Extract exactly and only the lines of the data below, starting at the line with "tag the pine tree" and stopping after the final line.

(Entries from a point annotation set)
+===+
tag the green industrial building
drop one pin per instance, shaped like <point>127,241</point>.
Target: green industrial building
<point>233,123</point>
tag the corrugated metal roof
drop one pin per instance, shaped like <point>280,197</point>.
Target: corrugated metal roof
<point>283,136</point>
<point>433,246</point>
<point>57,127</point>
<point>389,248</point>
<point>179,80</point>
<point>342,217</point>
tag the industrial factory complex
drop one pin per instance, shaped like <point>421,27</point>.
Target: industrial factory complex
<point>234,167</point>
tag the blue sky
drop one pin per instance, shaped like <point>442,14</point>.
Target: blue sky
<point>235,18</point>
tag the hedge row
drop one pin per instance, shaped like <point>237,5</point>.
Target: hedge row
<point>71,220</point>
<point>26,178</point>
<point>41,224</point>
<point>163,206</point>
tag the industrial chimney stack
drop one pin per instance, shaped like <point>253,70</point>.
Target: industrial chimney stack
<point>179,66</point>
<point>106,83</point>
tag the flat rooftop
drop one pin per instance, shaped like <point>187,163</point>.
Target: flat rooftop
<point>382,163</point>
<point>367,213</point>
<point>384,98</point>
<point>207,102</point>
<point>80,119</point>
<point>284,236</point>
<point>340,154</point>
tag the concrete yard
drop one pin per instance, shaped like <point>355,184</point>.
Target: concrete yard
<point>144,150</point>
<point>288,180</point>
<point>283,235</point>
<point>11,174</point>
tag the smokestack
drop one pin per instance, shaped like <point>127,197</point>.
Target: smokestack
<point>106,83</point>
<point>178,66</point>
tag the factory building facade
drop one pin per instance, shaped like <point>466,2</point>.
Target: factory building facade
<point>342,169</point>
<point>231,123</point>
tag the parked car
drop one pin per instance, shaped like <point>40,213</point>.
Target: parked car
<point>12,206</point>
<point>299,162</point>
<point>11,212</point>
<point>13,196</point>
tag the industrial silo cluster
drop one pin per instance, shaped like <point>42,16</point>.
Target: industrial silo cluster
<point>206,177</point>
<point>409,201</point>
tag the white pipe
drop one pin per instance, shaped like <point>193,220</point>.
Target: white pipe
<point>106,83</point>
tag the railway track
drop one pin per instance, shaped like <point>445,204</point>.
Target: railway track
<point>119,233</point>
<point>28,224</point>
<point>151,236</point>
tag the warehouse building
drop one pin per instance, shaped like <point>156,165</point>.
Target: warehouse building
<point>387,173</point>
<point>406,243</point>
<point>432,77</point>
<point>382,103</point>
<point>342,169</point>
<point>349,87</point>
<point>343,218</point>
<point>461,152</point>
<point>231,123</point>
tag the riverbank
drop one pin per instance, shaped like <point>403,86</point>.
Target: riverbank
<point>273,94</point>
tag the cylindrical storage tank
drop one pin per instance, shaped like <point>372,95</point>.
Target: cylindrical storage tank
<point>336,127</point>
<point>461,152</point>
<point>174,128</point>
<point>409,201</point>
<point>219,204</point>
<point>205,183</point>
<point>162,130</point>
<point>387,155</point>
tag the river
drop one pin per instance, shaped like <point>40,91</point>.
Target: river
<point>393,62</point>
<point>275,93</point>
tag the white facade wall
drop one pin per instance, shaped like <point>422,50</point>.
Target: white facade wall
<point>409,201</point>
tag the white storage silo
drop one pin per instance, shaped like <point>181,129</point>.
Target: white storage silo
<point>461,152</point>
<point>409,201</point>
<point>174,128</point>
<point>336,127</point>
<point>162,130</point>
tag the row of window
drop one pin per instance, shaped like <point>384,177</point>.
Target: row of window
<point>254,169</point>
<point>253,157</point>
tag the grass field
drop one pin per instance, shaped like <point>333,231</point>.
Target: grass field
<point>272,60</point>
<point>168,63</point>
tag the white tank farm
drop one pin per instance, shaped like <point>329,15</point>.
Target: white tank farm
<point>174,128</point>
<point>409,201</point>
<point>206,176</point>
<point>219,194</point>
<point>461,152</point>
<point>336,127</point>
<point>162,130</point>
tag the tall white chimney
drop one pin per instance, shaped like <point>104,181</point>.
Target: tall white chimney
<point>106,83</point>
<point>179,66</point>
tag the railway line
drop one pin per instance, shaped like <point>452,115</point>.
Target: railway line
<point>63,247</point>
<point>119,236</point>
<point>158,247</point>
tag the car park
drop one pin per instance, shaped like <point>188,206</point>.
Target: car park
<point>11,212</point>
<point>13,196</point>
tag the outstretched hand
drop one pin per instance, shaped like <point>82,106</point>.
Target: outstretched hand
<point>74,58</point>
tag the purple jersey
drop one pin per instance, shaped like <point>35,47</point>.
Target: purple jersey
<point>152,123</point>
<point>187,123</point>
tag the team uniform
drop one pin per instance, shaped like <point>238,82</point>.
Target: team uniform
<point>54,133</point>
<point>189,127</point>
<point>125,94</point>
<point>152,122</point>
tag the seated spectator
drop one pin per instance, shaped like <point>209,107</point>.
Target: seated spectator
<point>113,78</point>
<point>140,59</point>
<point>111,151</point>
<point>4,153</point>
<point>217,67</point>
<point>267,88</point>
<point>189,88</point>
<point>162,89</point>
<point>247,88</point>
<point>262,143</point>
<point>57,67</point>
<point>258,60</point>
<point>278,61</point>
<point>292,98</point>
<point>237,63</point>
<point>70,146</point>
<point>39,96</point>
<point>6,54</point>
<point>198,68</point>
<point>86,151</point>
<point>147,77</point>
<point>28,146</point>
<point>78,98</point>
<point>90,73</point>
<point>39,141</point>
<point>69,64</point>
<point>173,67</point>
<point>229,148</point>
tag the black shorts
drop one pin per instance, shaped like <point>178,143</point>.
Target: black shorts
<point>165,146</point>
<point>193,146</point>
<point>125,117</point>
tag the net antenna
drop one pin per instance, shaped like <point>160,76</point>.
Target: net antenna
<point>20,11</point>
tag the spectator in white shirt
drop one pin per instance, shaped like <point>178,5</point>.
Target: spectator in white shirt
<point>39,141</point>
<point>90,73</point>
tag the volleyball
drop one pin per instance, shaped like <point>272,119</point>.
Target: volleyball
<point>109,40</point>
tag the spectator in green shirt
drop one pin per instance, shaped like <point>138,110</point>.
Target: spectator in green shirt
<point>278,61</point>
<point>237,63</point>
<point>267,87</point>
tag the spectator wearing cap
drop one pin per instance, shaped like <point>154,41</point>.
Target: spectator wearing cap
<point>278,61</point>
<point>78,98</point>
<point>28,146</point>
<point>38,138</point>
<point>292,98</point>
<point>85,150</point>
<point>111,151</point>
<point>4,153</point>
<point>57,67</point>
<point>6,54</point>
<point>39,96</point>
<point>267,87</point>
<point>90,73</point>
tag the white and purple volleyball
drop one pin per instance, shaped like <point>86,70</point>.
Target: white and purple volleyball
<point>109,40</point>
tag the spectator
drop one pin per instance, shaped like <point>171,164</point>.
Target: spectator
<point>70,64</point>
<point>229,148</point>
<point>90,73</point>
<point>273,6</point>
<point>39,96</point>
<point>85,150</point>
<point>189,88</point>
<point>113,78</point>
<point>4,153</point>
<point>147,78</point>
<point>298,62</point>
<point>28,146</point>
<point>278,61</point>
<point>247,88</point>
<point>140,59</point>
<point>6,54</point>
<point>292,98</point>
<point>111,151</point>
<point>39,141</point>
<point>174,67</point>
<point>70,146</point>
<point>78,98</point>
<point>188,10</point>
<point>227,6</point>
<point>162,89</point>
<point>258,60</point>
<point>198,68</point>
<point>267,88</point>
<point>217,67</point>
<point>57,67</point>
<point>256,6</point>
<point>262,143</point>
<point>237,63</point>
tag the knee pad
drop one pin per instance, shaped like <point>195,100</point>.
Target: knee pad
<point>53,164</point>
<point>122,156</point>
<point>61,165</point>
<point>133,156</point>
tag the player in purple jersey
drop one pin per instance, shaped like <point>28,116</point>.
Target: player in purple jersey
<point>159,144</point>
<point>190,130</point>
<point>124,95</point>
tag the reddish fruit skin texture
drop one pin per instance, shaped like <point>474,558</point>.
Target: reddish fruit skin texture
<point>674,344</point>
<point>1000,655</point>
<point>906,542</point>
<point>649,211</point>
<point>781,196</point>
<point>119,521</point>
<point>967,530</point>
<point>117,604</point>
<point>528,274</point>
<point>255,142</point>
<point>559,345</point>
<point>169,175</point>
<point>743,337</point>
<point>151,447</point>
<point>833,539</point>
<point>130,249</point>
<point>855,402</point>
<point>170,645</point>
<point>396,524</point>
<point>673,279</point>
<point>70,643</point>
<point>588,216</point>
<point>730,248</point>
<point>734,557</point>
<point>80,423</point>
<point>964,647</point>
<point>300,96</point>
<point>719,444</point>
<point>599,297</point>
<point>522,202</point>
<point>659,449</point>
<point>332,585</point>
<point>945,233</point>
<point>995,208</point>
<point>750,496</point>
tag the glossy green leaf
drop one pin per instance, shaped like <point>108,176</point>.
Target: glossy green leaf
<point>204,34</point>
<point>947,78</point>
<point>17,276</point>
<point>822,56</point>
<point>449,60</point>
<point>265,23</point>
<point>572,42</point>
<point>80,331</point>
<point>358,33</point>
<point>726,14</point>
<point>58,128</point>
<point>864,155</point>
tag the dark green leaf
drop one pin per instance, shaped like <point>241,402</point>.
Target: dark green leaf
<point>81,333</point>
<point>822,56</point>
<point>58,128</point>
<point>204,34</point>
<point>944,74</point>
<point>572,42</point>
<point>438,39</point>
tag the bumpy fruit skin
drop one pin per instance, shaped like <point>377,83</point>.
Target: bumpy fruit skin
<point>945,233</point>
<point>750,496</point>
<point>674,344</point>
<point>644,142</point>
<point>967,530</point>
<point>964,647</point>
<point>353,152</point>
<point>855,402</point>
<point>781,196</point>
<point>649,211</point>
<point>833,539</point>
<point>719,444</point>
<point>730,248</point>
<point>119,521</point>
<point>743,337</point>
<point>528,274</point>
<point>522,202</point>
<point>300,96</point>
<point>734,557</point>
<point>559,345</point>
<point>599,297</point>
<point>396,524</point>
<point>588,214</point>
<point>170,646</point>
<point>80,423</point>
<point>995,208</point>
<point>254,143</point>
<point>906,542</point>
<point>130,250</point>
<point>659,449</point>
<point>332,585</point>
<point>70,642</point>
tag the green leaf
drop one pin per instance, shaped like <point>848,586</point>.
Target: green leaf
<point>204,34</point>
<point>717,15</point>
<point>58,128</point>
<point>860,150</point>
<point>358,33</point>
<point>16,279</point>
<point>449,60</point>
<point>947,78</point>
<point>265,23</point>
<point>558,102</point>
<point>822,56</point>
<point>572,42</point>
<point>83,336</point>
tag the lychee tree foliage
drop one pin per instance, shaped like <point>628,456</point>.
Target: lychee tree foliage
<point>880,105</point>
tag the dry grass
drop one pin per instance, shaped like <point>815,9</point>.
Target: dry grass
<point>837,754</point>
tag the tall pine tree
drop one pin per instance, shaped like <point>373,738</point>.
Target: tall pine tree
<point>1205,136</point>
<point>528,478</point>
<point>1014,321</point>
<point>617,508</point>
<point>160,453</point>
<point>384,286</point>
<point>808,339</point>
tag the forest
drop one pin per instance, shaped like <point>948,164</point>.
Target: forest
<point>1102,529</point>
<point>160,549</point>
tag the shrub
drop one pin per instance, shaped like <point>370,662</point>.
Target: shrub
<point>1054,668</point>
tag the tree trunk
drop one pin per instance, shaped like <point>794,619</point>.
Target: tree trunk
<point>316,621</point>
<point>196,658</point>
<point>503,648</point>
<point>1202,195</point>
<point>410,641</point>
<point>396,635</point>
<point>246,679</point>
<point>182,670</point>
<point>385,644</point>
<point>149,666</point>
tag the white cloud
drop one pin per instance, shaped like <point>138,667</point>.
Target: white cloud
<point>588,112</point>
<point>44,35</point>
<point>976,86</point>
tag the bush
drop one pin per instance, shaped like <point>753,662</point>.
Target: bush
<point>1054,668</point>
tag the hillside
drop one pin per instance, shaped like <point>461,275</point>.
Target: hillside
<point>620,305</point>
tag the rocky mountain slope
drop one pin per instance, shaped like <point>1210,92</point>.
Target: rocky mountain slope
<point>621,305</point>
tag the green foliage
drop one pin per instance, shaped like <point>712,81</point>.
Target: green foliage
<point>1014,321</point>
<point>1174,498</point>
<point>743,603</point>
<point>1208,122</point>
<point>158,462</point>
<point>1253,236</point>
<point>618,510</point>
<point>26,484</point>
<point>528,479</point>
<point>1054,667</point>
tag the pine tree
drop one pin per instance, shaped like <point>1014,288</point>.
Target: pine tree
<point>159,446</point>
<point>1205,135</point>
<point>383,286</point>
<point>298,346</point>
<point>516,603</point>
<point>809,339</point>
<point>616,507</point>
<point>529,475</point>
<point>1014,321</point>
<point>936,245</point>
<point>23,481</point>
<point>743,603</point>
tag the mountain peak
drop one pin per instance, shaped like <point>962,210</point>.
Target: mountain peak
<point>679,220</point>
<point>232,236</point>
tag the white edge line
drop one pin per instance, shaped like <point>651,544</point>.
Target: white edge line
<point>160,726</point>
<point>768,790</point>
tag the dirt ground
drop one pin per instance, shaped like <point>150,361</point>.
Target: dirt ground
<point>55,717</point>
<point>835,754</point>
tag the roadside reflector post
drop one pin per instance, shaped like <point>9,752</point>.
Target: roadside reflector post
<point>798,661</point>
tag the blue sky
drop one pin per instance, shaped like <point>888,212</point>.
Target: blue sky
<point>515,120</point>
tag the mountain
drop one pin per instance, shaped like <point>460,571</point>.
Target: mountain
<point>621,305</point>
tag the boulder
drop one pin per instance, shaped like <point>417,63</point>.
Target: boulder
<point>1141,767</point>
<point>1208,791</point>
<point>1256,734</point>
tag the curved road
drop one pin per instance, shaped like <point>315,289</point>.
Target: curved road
+===+
• **Complete response**
tag the pine tree
drop one pin per instance, shaped like <point>1014,288</point>.
Target: pine tree
<point>159,446</point>
<point>1205,135</point>
<point>383,286</point>
<point>298,346</point>
<point>516,603</point>
<point>809,339</point>
<point>616,507</point>
<point>529,475</point>
<point>1014,321</point>
<point>936,245</point>
<point>23,481</point>
<point>743,603</point>
tag the mountain peak
drop one pin per instance, shaped like <point>962,210</point>.
Target: mountain peak
<point>679,220</point>
<point>232,236</point>
tag the white edge line
drop one pin per instance, shaped like <point>651,544</point>.
Target: white edge line
<point>160,726</point>
<point>768,790</point>
tag the dirt ground
drop one pin per instance, shaped like <point>150,361</point>.
Target: dirt ground
<point>55,717</point>
<point>835,754</point>
tag the roadside reflector post
drop one pin per instance, shaped like <point>9,752</point>.
Target: roadside reflector post
<point>798,661</point>
tag the blue sky
drop one pin per instance, shaped like <point>888,212</point>.
Target: blue sky
<point>515,120</point>
tag the mountain
drop one pin per instance, shaped like <point>460,571</point>.
Target: mountain
<point>621,305</point>
tag the boulder
drop one pin per instance, shaped like <point>417,63</point>.
Target: boulder
<point>1141,767</point>
<point>1208,791</point>
<point>1256,734</point>
tag the curved road
drop one pin per instance, shaped like <point>315,289</point>.
Target: curved road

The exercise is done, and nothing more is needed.